Count the lines in the data below that contain the word "bicycle", and give only the number.
[SUPPLIED DATA start]
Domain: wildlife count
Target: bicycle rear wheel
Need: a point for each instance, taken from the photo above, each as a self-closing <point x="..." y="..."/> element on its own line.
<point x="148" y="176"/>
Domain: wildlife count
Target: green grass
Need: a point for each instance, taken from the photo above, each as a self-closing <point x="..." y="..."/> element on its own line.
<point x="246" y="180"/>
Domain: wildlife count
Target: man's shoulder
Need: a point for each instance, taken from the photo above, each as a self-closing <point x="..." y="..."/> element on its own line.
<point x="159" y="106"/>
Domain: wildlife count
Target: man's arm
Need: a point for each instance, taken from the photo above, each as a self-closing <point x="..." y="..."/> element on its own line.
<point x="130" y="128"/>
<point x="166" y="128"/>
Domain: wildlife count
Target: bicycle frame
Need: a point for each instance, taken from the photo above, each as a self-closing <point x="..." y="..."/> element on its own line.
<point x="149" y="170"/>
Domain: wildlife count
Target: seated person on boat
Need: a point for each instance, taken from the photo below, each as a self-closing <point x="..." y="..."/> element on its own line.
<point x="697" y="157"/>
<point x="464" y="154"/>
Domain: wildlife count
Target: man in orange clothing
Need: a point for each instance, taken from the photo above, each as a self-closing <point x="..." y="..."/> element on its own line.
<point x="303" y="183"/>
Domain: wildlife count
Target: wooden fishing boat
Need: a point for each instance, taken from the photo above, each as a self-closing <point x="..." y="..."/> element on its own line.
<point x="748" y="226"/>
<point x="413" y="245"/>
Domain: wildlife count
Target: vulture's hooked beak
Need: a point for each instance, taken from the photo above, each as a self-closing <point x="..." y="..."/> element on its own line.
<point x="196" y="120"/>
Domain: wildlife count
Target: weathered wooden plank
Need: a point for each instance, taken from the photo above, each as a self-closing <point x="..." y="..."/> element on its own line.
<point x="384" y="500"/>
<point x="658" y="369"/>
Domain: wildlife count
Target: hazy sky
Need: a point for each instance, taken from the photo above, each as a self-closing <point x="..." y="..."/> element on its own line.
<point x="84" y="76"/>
[SUPPLIED DATA end]
#### TASK SOLUTION
2